[Dataset records]
★ ★ ★
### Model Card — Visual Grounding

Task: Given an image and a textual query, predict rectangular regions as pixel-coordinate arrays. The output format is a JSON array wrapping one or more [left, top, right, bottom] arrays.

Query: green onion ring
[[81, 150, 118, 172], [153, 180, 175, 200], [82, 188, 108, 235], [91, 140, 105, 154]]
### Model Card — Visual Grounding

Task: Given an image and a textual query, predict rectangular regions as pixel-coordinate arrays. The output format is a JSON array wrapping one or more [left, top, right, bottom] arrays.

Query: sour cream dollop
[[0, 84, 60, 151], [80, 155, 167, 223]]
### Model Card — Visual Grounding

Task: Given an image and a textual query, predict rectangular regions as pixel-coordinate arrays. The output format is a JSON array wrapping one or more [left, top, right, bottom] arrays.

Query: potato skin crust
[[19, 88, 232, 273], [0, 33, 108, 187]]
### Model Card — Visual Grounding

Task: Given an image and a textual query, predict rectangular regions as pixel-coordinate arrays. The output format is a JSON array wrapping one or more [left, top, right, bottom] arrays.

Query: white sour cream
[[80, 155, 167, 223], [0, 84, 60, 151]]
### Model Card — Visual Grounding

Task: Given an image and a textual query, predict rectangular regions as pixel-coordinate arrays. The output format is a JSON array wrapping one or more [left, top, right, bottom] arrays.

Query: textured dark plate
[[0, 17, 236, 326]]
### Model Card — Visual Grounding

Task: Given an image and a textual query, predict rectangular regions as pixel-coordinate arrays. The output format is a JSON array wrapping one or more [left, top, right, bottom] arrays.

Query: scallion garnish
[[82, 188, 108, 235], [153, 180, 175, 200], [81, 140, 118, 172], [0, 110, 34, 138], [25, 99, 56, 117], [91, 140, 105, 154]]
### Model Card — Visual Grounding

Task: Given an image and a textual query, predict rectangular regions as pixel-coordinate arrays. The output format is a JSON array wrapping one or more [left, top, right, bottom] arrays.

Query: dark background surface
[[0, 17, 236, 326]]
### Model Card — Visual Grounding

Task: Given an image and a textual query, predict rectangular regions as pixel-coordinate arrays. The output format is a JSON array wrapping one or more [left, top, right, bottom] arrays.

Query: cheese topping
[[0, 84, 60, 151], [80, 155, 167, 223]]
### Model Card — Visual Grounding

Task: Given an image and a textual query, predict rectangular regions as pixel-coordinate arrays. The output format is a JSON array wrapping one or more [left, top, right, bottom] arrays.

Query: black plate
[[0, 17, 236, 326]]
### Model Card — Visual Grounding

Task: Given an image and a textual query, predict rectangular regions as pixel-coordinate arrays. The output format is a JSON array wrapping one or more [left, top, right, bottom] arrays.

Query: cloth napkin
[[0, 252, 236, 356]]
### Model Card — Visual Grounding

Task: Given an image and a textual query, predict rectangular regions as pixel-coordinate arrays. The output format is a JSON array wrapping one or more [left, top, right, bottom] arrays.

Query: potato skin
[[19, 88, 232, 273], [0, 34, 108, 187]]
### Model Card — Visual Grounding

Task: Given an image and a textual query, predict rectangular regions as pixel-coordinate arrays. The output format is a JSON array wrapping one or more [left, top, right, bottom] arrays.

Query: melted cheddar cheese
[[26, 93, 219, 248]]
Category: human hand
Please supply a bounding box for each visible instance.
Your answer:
★ ★ ★
Exactly and only the lines from the one containing "Category: human hand" through the end of the material are to be reproduced, both ends included.

Category: human hand
Please supply a bounding box for each visible instance.
Your answer:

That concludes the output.